---------- Data ----------

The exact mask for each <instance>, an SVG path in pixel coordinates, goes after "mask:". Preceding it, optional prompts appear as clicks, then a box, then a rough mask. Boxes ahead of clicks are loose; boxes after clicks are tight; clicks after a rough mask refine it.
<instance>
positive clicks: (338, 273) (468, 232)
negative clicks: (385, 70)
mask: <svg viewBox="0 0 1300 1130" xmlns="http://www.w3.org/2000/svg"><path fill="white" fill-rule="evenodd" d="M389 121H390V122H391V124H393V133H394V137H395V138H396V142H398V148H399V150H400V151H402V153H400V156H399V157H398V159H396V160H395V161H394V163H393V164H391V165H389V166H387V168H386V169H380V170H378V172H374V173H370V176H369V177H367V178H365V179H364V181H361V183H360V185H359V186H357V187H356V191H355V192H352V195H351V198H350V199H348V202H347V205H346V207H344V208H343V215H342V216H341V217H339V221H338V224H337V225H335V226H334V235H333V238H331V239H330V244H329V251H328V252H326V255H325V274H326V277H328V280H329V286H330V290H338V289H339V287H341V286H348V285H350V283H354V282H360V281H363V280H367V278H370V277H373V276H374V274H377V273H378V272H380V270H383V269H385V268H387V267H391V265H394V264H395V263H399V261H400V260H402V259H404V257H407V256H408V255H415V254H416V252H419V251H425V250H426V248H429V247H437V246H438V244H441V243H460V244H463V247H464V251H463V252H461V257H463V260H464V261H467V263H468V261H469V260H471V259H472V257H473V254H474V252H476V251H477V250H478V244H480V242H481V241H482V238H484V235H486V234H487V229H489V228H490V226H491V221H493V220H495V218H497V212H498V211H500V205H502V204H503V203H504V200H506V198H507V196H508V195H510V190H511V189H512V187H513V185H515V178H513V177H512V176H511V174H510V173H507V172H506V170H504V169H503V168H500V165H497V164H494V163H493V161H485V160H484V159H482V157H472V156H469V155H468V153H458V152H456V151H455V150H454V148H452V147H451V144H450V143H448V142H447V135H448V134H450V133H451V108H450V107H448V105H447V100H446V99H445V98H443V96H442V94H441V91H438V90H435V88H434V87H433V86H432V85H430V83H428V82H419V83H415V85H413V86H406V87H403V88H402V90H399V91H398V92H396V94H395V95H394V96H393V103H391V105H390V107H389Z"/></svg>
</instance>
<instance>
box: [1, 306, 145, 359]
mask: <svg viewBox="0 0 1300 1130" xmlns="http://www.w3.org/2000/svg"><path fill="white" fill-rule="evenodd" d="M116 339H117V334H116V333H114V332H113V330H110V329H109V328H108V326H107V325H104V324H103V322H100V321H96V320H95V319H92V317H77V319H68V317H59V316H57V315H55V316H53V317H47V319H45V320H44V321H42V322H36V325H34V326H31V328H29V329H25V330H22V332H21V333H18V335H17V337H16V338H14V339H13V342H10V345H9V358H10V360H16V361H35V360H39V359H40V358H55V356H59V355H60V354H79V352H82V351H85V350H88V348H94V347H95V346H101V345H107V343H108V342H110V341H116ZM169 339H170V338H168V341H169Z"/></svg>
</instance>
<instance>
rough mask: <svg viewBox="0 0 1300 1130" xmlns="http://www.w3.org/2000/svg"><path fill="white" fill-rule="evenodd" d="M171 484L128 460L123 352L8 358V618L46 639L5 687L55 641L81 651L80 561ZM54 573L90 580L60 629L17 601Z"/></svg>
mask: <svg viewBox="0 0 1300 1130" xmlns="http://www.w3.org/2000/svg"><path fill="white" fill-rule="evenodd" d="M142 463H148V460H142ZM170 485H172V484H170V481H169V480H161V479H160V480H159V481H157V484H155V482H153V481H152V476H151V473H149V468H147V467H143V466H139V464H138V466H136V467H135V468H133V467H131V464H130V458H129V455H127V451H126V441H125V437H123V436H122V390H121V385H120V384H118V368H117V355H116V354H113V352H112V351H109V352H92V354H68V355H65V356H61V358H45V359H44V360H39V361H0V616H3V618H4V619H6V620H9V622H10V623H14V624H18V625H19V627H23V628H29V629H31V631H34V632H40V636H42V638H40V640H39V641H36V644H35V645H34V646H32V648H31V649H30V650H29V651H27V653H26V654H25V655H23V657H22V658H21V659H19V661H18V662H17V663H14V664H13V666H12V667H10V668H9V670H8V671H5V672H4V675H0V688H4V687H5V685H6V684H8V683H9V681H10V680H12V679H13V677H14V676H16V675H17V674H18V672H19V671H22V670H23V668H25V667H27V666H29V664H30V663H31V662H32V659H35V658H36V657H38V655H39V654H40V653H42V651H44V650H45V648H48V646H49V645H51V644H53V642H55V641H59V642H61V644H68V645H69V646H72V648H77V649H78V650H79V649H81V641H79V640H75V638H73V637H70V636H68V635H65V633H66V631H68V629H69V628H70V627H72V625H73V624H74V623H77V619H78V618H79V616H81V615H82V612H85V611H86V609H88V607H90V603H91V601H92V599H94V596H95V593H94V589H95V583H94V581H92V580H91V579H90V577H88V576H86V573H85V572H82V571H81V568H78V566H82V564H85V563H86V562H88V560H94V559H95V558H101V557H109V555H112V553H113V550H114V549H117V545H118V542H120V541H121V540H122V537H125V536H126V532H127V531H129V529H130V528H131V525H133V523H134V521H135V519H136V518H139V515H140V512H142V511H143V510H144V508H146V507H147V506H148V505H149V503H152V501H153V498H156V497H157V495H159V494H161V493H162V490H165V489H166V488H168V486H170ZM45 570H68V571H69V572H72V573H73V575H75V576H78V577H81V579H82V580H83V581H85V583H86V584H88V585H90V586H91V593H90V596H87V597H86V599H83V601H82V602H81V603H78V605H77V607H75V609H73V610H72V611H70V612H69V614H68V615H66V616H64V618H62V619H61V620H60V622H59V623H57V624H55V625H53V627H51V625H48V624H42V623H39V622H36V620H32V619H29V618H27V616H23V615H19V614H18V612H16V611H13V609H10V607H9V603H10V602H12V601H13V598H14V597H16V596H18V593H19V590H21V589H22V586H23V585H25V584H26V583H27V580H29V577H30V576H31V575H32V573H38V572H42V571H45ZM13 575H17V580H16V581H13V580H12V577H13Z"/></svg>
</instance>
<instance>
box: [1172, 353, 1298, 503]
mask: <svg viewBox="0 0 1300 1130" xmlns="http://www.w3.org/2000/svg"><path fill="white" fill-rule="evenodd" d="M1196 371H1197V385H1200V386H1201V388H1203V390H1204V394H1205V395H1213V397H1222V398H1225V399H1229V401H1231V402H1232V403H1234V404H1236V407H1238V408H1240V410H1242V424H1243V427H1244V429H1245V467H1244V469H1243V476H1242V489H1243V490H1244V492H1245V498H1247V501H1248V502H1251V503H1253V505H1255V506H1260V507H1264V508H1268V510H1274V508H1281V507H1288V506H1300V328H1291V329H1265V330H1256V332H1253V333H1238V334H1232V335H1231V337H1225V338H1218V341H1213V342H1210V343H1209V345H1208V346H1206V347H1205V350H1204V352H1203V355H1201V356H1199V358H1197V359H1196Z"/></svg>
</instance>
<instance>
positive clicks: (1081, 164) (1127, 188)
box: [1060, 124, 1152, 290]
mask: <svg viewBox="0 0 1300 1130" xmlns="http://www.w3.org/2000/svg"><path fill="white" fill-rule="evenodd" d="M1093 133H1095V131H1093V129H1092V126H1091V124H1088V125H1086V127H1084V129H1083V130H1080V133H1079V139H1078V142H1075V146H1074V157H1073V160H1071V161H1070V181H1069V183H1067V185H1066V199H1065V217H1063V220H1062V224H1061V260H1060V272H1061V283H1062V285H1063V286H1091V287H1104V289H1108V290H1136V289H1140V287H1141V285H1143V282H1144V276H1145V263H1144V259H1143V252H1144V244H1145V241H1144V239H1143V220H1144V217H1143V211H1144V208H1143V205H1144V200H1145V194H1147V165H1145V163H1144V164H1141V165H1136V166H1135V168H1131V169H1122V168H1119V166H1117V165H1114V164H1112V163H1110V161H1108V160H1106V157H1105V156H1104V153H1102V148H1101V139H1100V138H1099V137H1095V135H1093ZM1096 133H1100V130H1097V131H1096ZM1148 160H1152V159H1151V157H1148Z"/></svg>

----------

Collect every line in the rows above that contains the word "rough", and copy each one in full.

The exact mask for each <instance>, an SVG path in pixel coordinates, goes after "mask:". Preceding it, optional prompts appear as clicks, then a box, then a rough mask. Boxes ahead of clicks are loose; boxes after clicks are tight; clicks after a rough mask refine it.
rough mask: <svg viewBox="0 0 1300 1130" xmlns="http://www.w3.org/2000/svg"><path fill="white" fill-rule="evenodd" d="M171 484L128 460L123 352L8 358V618L46 639L5 687L55 641L81 651L80 561ZM54 573L90 580L60 629L17 601Z"/></svg>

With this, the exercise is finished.